** Begin Excerpted records **

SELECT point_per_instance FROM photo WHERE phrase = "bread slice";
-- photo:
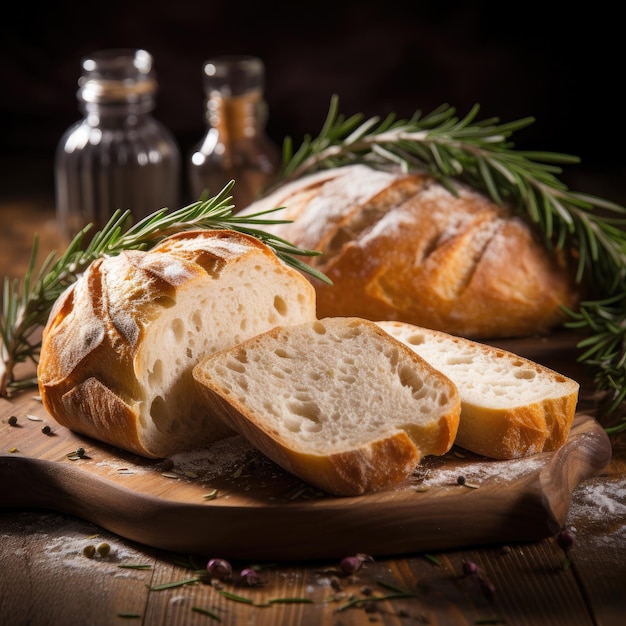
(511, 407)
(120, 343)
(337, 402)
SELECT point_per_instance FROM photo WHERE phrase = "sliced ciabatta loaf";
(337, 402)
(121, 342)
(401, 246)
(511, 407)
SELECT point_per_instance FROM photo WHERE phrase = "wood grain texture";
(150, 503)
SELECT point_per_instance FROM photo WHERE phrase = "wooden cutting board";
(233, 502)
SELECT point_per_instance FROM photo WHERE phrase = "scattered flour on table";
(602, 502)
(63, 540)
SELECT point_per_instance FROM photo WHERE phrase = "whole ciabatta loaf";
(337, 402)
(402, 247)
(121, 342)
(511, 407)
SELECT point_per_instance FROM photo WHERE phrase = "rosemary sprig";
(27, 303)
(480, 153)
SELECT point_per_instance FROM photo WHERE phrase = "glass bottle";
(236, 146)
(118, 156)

** End Excerpted records **

* **Job**:
Copy out every line of the records above word for word, leaving out the pictures.

* **Exercise output**:
SELECT point_per_instance FROM photo WHERE phrase = "bread slice";
-- photo:
(511, 407)
(120, 343)
(337, 402)
SELECT point_per_instance FROM photo WHERE phrase = "sliced ciabatta loaf";
(337, 402)
(121, 342)
(401, 246)
(511, 407)
SELECT point_per_instance FROM photo WHERE phrase = "wood grain texture";
(150, 503)
SELECT point_per_instance FROM photo WHERE phrase = "wooden cutting board";
(233, 502)
SELECT point_per_instance FROM photo WHERE phrase = "scattered flour on table";
(602, 502)
(63, 540)
SELECT point_per_instance FROM photo WHERE phrase = "whole ciabatta loaf";
(337, 402)
(402, 247)
(121, 342)
(511, 407)
SELECT point_per_instance FROM photo WHERE phrase = "rosemary sprig";
(27, 303)
(480, 153)
SELECT point_per_instance FROM photo WHERE phrase = "glass bottle";
(236, 146)
(118, 156)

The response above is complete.